*** SUPPLIED TEXT ***

This week, an unprecedented alliance of six leaders whose nations make up the Coral Triangle will take to the international stage at the World Ocean Conference (WOC) in Manado to demonstrate their resolve to build a future that does not leave their coastal communities vulnerable to the coming dangers of climate change.

Joining forces in the Coral Triangle Initiative (CTI) on Coral Reefs, Fisheries and Food Security, the leaders of Indonesia, Malaysia, the Philippines, Papua New Guinea, Timor Leste and the Solomon Islands will highlight the urgent need to address the poverty afflicting their coastal peoples, and to protect them from further hardships associated with a changing climate.

Nowhere is the need to act on climate change seen more starkly than in the remarkable marine region known as the Coral Triangle.

This 6-million-square-kilometer area straddling the Indian and Pacific oceans, often compared to the Amazon rainforest or the Congo basin in terms of its importance to life on Earth, covers just 1 percent of the Earth's surface but includes 30 percent of the world's coral reefs, 76 percent of its reef-building coral species and more than 35 percent of its coral reef fish species, as well as vital spawning grounds for other economically important fish such as tuna.

*** EXTRACTED RECORDS ***

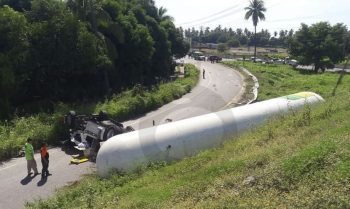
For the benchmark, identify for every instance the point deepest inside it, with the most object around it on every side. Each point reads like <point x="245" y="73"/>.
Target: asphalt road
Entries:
<point x="220" y="89"/>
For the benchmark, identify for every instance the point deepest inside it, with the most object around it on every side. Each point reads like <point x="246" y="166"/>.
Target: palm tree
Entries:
<point x="255" y="10"/>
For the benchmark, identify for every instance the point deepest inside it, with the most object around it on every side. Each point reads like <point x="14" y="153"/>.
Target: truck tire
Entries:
<point x="112" y="131"/>
<point x="129" y="129"/>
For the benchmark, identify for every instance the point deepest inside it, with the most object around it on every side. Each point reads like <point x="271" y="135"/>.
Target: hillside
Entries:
<point x="296" y="161"/>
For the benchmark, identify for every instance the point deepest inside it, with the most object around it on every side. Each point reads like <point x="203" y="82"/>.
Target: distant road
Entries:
<point x="221" y="87"/>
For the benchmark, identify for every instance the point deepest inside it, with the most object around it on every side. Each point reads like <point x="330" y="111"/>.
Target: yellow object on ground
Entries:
<point x="79" y="160"/>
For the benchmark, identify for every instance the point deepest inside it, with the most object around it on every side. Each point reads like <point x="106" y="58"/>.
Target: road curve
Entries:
<point x="221" y="87"/>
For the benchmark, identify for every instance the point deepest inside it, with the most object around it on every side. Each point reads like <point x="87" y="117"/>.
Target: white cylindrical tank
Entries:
<point x="176" y="140"/>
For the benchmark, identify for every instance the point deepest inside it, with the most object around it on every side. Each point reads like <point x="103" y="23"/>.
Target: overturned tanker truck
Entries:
<point x="176" y="140"/>
<point x="87" y="131"/>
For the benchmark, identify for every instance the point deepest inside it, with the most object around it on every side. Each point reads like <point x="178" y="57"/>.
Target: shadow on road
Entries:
<point x="42" y="182"/>
<point x="26" y="180"/>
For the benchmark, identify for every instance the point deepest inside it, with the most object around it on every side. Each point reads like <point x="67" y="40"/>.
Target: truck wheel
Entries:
<point x="111" y="131"/>
<point x="129" y="129"/>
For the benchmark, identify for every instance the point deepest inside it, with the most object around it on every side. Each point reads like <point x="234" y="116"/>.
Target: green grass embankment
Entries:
<point x="49" y="127"/>
<point x="296" y="161"/>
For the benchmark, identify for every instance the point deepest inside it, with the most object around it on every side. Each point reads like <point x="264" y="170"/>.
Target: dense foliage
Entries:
<point x="320" y="44"/>
<point x="79" y="50"/>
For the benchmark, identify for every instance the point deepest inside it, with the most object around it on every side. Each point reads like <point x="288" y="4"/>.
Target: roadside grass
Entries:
<point x="49" y="128"/>
<point x="297" y="161"/>
<point x="278" y="80"/>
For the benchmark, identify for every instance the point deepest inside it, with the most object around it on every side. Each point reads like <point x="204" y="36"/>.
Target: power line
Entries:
<point x="213" y="15"/>
<point x="215" y="19"/>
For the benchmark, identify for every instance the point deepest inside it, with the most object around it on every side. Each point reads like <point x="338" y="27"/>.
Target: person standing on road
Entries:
<point x="44" y="161"/>
<point x="29" y="153"/>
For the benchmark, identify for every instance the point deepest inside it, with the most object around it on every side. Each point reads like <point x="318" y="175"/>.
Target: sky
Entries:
<point x="280" y="14"/>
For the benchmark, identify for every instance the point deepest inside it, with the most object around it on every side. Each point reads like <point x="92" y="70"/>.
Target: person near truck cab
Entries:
<point x="44" y="161"/>
<point x="29" y="154"/>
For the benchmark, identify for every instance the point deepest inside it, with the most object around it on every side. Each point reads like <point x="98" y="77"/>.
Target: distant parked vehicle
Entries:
<point x="180" y="62"/>
<point x="293" y="63"/>
<point x="214" y="58"/>
<point x="200" y="58"/>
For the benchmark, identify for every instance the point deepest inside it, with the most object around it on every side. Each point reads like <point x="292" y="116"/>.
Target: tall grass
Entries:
<point x="296" y="161"/>
<point x="49" y="127"/>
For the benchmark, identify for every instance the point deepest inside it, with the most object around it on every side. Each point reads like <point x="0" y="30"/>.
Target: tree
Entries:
<point x="222" y="48"/>
<point x="255" y="11"/>
<point x="162" y="15"/>
<point x="233" y="42"/>
<point x="320" y="44"/>
<point x="13" y="45"/>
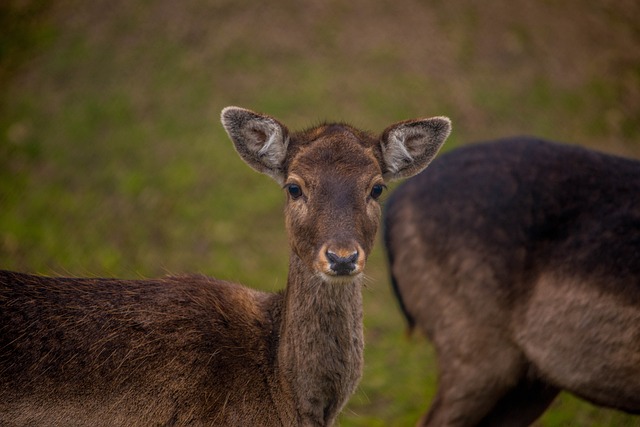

***

§ REQUIRED WORK:
Copy out, word for word, the stretch of the Coral Triangle passage from "This week, an" through "the Coral Triangle.".

§ EXERCISE ANSWER:
This week, an unprecedented alliance of six leaders whose nations make up the Coral Triangle will take to the international stage at the World Ocean Conference (WOC) in Manado to demonstrate their resolve to build a future that does not leave their coastal communities vulnerable to the coming dangers of climate change.

Joining forces in the Coral Triangle Initiative (CTI) on Coral Reefs, Fisheries and Food Security, the leaders of Indonesia, Malaysia, the Philippines, Papua New Guinea, Timor Leste and the Solomon Islands will highlight the urgent need to address the poverty afflicting their coastal peoples, and to protect them from further hardships associated with a changing climate.

Nowhere is the need to act on climate change seen more starkly than in the remarkable marine region known as the Coral Triangle.